Write out, from the entries below, exactly the lines that run between the lines holding "Tag the pale" and "the woman's forehead", inclusive, and stop there.

DATA SHOWN –
..........

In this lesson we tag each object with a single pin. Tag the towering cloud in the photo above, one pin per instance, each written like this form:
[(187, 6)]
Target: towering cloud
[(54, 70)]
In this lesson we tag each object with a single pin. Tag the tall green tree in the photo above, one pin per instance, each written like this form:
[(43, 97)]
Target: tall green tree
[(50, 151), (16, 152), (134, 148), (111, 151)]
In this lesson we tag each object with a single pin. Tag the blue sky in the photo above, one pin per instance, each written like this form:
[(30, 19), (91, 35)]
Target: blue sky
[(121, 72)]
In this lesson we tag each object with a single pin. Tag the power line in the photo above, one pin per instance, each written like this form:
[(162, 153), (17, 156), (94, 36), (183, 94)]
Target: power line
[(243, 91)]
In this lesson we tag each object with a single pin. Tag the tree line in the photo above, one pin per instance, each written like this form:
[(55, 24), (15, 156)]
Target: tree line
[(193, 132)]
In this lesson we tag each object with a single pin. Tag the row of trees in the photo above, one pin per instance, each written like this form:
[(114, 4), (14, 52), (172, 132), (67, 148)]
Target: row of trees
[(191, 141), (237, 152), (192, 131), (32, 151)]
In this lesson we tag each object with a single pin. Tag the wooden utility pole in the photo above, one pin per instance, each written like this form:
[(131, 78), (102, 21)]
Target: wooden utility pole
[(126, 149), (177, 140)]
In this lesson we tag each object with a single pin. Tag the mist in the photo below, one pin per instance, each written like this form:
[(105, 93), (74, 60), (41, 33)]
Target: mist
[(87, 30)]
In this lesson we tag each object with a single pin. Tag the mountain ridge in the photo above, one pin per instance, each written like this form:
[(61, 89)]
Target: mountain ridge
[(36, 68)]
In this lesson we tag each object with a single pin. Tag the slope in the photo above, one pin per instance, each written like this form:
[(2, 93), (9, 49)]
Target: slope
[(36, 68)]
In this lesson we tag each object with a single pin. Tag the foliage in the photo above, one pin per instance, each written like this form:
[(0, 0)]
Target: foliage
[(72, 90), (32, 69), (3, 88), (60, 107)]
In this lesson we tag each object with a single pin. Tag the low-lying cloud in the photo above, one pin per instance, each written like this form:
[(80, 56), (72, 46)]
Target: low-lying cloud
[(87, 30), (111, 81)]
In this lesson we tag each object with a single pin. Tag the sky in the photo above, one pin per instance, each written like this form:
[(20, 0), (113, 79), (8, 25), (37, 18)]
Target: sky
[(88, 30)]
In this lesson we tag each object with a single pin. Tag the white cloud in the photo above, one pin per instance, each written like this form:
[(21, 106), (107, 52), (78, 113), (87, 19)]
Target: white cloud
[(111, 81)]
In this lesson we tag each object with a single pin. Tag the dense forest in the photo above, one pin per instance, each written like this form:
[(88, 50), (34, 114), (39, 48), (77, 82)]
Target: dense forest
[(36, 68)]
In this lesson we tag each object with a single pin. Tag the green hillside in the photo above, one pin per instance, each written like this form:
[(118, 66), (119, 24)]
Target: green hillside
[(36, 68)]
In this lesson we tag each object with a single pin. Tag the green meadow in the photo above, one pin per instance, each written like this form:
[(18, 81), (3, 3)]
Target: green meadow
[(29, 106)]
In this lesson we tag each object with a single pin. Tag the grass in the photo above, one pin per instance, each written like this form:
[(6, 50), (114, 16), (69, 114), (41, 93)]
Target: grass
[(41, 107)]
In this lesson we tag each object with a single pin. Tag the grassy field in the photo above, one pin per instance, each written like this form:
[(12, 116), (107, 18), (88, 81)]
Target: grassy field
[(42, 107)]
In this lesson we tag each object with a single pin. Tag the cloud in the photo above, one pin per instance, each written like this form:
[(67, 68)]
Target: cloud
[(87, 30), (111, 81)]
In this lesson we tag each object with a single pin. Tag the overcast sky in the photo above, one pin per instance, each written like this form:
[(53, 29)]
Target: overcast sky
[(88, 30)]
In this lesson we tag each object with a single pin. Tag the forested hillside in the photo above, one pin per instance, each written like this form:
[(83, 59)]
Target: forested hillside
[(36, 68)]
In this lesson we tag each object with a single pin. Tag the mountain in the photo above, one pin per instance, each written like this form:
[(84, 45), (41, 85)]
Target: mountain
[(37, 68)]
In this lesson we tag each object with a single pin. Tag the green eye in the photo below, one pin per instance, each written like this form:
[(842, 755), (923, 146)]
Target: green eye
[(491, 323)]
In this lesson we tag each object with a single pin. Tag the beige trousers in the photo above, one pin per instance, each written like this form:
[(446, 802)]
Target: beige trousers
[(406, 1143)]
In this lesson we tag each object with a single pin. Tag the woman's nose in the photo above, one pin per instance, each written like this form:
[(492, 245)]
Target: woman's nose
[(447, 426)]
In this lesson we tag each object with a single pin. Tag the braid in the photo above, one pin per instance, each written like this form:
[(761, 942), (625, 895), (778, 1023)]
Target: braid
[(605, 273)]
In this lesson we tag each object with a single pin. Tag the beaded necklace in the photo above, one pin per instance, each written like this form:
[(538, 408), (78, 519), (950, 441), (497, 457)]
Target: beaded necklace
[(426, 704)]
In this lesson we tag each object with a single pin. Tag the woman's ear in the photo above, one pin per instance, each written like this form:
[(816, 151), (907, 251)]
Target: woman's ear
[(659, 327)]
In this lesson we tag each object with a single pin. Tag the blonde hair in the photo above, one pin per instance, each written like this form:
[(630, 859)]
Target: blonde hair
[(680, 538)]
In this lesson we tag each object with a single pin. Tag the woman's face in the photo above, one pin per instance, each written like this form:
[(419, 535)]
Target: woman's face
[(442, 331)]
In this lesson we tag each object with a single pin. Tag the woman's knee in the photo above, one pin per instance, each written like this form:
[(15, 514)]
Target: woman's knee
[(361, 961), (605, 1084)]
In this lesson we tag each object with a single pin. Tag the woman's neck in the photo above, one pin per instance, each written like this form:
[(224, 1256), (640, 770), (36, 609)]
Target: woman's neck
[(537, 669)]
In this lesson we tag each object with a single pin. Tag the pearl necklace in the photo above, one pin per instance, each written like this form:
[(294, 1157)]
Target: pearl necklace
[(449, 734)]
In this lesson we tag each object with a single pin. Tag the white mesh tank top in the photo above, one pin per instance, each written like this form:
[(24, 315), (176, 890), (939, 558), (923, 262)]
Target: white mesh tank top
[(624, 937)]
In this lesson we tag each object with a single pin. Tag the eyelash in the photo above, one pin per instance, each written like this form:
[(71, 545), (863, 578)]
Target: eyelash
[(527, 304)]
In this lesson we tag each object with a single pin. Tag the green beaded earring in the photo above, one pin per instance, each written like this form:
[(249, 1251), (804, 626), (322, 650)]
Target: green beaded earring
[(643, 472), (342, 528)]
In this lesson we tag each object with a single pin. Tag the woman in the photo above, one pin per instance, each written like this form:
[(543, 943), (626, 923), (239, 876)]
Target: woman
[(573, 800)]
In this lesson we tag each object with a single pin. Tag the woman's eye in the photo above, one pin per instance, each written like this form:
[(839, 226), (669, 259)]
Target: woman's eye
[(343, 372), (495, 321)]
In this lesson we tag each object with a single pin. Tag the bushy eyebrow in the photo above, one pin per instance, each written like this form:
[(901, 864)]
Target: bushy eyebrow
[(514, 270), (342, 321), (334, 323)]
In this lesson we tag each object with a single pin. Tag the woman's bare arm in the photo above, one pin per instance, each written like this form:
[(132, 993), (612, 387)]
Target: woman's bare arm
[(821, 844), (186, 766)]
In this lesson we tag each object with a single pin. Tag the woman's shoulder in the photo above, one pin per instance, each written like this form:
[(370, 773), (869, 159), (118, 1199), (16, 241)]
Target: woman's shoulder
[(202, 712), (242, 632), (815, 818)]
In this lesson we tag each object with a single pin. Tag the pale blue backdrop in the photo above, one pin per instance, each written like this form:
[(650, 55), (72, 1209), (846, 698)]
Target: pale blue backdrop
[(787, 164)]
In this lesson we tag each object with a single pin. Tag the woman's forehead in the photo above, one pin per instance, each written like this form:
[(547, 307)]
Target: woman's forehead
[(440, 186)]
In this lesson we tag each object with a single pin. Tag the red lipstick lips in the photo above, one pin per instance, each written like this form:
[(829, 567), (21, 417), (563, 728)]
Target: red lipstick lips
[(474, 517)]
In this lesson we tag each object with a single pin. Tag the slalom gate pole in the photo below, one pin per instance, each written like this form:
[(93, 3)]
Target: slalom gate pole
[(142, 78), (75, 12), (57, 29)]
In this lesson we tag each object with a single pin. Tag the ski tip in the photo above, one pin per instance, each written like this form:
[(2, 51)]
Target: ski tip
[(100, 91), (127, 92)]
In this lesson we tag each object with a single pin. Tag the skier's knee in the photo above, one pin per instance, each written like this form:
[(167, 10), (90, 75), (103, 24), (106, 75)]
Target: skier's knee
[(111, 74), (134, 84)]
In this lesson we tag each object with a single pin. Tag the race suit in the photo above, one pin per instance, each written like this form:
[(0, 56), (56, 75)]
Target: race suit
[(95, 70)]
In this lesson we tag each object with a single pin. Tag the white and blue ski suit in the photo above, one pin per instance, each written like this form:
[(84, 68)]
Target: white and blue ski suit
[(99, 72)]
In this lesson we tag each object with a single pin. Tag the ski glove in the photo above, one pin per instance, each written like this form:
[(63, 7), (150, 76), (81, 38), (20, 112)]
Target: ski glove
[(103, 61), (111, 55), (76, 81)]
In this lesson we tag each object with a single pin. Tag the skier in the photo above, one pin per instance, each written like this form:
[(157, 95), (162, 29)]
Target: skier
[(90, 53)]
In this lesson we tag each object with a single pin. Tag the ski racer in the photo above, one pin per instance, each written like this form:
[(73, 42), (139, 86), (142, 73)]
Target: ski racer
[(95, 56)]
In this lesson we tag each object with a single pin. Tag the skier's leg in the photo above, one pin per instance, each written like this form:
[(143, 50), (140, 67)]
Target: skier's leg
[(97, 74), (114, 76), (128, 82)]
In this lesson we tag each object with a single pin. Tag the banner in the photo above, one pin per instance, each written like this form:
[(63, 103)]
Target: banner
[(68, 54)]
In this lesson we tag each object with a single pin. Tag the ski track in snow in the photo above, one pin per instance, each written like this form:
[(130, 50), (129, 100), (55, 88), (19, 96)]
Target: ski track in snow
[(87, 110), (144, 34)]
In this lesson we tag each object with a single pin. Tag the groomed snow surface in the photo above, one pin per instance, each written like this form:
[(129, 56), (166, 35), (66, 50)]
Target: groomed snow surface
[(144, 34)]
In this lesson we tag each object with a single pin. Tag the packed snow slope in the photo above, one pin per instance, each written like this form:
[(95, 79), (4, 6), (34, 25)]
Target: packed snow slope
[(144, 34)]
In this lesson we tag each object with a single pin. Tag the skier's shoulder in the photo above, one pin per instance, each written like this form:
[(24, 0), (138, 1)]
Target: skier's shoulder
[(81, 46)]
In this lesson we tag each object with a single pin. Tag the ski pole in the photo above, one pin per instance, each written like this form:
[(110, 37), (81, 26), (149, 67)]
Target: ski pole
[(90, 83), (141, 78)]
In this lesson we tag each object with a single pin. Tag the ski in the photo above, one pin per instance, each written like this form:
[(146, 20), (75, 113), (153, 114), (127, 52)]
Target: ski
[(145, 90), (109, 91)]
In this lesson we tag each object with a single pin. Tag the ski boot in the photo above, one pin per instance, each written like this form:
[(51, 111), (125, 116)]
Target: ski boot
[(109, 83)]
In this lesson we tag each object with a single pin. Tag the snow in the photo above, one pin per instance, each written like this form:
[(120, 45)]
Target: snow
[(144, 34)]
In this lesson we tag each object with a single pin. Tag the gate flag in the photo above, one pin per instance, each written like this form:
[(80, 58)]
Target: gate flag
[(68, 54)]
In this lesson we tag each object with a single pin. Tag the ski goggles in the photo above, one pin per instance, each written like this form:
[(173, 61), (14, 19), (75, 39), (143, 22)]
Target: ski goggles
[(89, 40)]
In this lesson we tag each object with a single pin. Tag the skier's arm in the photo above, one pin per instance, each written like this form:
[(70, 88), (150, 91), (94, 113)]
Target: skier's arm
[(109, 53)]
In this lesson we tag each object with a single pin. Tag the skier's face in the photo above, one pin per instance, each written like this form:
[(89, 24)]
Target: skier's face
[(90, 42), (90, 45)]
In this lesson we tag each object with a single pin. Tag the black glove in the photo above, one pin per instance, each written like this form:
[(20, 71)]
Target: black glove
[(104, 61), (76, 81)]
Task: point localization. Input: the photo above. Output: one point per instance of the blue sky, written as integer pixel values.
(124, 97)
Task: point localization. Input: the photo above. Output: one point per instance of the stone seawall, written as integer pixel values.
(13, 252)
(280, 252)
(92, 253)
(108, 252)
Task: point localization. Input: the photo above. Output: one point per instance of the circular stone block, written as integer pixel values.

..........

EXERCISE RESULT –
In this lesson we tag each object with a single pin. Tag the pale blue backdrop in the photo above, one pin per instance, each written like this form:
[(650, 55), (72, 1209), (846, 698)]
Target: pale blue backdrop
[(787, 164)]
In this lesson we tag each object with a single pin. Tag the woman's forehead in the photo above, one pin per instance, each written like this form:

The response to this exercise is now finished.